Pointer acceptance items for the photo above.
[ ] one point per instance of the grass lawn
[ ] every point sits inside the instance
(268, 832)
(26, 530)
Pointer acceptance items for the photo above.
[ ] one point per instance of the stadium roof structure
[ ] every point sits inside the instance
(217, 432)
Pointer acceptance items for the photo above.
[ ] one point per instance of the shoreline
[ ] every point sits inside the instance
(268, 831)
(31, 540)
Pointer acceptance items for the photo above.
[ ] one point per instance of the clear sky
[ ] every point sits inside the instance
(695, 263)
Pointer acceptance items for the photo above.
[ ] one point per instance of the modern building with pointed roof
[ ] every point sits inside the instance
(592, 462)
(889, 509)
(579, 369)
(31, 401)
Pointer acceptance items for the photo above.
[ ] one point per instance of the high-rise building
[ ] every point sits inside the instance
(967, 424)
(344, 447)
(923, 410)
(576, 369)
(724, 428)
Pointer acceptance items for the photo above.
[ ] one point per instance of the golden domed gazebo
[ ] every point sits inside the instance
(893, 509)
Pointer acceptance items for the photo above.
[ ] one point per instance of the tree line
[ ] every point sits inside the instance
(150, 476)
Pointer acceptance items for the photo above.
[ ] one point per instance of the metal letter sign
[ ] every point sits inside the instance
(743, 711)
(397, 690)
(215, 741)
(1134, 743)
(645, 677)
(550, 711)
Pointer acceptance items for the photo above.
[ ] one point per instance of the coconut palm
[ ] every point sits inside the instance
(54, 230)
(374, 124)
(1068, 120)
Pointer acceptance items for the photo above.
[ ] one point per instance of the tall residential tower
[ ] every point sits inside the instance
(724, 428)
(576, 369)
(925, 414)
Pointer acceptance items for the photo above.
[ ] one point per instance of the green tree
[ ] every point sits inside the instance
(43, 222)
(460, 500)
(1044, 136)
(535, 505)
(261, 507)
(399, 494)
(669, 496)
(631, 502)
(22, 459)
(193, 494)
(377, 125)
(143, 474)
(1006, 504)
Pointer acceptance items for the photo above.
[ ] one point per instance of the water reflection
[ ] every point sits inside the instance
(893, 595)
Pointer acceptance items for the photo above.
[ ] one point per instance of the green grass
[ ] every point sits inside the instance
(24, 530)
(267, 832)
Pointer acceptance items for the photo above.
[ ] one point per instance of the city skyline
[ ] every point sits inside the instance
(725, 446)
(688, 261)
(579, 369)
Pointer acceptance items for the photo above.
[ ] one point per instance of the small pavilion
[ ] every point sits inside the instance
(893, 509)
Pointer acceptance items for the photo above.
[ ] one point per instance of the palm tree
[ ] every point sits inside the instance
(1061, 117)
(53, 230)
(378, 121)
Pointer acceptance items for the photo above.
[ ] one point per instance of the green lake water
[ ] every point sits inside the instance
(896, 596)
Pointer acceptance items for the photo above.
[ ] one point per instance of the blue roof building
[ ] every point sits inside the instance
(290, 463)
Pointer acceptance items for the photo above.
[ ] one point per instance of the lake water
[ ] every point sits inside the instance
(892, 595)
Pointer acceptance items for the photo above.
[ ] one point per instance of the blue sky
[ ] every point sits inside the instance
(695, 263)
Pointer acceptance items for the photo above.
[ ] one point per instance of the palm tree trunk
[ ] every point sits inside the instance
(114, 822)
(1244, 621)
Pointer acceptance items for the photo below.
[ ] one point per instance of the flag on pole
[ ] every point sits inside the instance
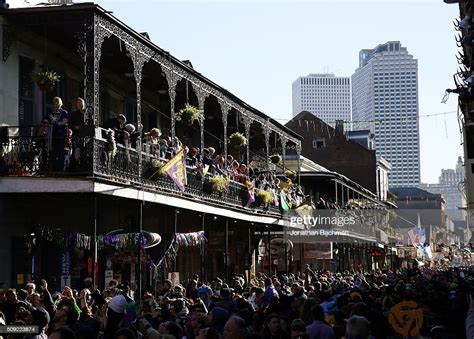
(283, 204)
(202, 171)
(428, 253)
(176, 169)
(414, 236)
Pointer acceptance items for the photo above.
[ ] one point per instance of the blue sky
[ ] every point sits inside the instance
(256, 49)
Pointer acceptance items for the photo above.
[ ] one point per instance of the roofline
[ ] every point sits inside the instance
(97, 8)
(334, 130)
(331, 174)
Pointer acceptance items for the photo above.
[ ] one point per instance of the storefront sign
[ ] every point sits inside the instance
(65, 262)
(109, 275)
(19, 279)
(318, 250)
(65, 281)
(174, 277)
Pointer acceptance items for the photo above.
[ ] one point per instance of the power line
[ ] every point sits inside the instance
(384, 119)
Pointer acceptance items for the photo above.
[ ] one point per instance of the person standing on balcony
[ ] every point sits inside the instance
(58, 118)
(77, 124)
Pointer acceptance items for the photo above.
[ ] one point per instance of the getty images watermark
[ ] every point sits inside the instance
(331, 221)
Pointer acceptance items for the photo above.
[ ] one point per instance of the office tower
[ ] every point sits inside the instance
(385, 100)
(325, 95)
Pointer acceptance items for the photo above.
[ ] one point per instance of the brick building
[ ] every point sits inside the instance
(329, 147)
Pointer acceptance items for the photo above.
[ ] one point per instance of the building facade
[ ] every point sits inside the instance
(330, 148)
(385, 100)
(61, 222)
(325, 95)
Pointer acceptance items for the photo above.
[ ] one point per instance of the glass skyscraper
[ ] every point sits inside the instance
(385, 100)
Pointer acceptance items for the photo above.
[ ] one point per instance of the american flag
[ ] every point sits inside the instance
(414, 236)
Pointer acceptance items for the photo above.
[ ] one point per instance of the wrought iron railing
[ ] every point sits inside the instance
(28, 151)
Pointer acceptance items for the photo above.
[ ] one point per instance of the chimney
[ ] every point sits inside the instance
(340, 126)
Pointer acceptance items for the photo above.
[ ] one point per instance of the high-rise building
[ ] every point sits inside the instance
(450, 185)
(385, 100)
(325, 95)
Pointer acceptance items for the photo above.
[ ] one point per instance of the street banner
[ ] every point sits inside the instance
(176, 169)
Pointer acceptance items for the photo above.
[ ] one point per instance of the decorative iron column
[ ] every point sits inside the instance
(85, 48)
(101, 33)
(225, 107)
(284, 140)
(172, 79)
(138, 60)
(298, 154)
(267, 131)
(247, 123)
(201, 95)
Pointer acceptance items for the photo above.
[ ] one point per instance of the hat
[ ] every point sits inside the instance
(210, 150)
(118, 304)
(298, 325)
(40, 318)
(130, 128)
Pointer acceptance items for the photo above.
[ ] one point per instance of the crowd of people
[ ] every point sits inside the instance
(67, 143)
(313, 304)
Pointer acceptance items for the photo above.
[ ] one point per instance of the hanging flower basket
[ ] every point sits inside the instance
(111, 144)
(156, 169)
(46, 80)
(275, 159)
(237, 139)
(290, 174)
(219, 183)
(189, 114)
(264, 197)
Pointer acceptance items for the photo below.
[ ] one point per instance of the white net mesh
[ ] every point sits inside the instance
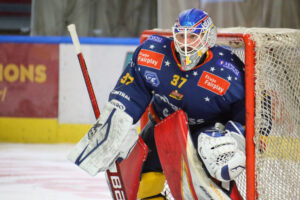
(277, 111)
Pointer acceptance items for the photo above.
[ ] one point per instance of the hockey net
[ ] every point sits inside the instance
(272, 69)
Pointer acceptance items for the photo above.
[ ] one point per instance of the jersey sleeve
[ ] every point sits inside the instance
(236, 93)
(131, 92)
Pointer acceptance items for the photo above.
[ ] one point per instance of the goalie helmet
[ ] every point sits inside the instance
(194, 33)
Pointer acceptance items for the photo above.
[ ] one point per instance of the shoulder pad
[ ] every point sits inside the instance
(157, 39)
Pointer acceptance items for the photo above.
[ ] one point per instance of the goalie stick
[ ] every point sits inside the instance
(116, 187)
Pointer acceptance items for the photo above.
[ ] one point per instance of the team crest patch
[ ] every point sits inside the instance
(152, 78)
(150, 59)
(176, 95)
(213, 83)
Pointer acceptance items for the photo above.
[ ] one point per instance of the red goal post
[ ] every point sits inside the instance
(264, 52)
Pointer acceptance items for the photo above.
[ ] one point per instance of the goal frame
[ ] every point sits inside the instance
(249, 49)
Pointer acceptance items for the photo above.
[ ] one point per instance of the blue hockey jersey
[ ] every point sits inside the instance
(211, 92)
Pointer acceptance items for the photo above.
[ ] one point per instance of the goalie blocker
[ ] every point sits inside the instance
(185, 173)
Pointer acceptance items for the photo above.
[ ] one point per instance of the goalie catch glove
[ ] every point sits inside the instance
(223, 151)
(110, 138)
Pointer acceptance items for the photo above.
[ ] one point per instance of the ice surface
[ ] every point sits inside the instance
(42, 172)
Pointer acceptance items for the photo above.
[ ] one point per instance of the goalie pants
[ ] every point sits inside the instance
(152, 164)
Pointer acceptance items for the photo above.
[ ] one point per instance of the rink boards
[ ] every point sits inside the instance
(42, 92)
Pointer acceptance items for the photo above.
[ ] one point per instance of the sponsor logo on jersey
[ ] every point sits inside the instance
(228, 65)
(152, 78)
(118, 104)
(176, 95)
(213, 83)
(122, 94)
(155, 38)
(150, 59)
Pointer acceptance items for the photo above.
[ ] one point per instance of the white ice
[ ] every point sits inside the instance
(42, 172)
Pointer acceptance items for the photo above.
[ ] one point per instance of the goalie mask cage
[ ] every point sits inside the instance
(272, 81)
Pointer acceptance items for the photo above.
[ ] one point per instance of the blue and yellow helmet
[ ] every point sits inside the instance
(194, 33)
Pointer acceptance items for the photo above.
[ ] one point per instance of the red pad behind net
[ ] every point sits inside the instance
(171, 141)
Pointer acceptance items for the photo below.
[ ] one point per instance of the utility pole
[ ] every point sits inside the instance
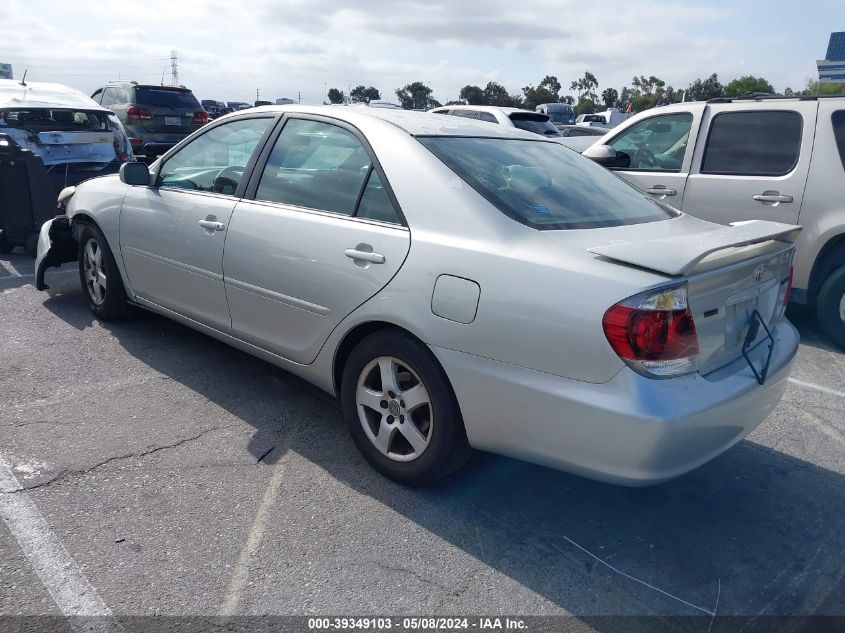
(174, 69)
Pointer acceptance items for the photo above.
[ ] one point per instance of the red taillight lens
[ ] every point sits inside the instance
(134, 113)
(654, 333)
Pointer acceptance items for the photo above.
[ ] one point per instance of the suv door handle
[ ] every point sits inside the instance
(660, 190)
(769, 197)
(373, 258)
(211, 225)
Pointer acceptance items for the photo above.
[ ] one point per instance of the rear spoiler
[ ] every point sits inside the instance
(679, 255)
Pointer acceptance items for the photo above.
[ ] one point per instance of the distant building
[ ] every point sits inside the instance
(832, 67)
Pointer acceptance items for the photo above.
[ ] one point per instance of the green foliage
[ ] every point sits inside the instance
(473, 95)
(364, 95)
(746, 85)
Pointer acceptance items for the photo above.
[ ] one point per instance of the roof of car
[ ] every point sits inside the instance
(411, 121)
(39, 94)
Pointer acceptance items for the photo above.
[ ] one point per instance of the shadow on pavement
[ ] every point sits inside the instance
(764, 525)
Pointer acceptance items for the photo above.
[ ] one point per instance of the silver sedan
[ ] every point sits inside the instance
(457, 285)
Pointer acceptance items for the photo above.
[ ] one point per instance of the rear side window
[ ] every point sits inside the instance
(756, 143)
(838, 120)
(166, 97)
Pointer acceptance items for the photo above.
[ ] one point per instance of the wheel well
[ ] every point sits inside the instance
(355, 336)
(831, 257)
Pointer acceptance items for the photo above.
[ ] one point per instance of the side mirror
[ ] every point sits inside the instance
(134, 174)
(601, 154)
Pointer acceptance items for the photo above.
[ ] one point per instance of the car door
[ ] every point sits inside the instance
(655, 153)
(752, 162)
(321, 235)
(172, 234)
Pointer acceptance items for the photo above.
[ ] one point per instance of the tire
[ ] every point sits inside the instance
(426, 439)
(103, 287)
(830, 306)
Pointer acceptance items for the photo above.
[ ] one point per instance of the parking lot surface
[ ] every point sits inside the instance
(181, 476)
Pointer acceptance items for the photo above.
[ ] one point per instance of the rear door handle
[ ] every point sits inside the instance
(768, 197)
(660, 190)
(373, 258)
(211, 225)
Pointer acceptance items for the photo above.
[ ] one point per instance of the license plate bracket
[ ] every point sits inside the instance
(754, 329)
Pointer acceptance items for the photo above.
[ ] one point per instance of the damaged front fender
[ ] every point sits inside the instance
(56, 246)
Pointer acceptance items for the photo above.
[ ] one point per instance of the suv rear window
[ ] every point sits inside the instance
(753, 143)
(172, 97)
(544, 184)
(838, 120)
(534, 122)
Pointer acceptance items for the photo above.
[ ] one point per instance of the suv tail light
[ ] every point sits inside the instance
(134, 113)
(654, 332)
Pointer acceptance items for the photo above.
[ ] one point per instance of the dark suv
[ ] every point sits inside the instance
(155, 117)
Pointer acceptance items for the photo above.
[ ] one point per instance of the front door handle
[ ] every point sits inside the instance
(772, 197)
(364, 256)
(211, 225)
(660, 190)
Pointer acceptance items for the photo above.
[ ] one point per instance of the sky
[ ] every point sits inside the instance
(300, 48)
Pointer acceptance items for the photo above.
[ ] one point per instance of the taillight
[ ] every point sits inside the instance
(134, 113)
(654, 332)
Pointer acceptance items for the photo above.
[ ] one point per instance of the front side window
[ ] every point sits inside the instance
(216, 160)
(761, 143)
(544, 184)
(654, 144)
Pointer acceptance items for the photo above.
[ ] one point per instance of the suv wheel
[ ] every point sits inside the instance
(830, 306)
(401, 410)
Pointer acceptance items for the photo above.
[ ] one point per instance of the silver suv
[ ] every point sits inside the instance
(768, 158)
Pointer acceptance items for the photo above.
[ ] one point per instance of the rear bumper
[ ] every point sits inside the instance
(631, 430)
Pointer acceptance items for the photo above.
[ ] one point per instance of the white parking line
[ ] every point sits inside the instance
(56, 568)
(815, 387)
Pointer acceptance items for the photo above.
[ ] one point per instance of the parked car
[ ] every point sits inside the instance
(535, 122)
(547, 310)
(51, 136)
(155, 117)
(558, 113)
(779, 158)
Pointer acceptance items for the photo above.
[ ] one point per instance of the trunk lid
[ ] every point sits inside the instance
(730, 271)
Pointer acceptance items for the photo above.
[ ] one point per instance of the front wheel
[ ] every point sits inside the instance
(401, 410)
(99, 276)
(830, 306)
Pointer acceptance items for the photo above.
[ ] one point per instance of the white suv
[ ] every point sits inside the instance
(768, 158)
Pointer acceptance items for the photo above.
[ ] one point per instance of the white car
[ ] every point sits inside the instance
(767, 158)
(456, 284)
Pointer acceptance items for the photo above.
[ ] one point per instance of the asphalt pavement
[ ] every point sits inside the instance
(173, 475)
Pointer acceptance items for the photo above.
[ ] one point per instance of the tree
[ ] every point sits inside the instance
(710, 88)
(416, 96)
(609, 96)
(473, 95)
(747, 85)
(586, 87)
(364, 95)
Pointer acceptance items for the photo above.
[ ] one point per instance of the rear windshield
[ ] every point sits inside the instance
(175, 98)
(544, 184)
(534, 122)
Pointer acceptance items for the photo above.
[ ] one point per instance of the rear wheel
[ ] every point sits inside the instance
(401, 411)
(830, 306)
(99, 276)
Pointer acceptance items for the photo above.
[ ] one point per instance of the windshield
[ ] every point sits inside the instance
(545, 185)
(534, 122)
(171, 97)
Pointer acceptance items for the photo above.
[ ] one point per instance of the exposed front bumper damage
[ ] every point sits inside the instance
(56, 246)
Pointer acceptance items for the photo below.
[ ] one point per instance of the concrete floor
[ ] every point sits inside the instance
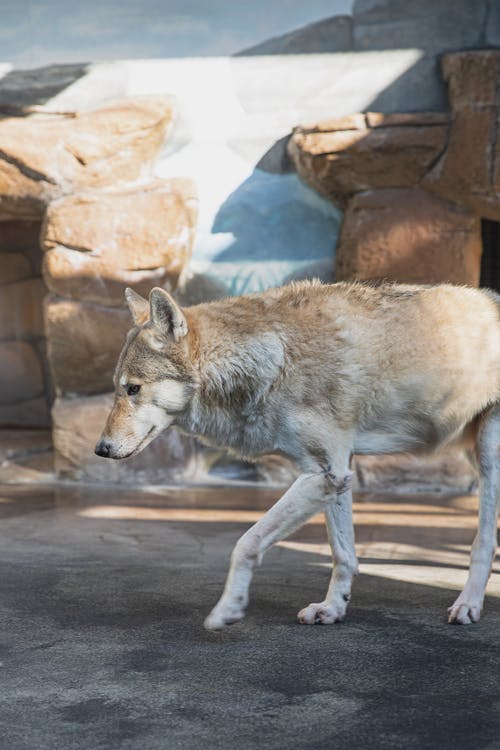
——————————
*What you are asked to do:*
List every line in the records above that contains the word "bumper". Matching is case-sensitive.

*Written response:*
[ ] one point per instance of the rear bumper
[ ] one point per instance of the exposed front bumper damage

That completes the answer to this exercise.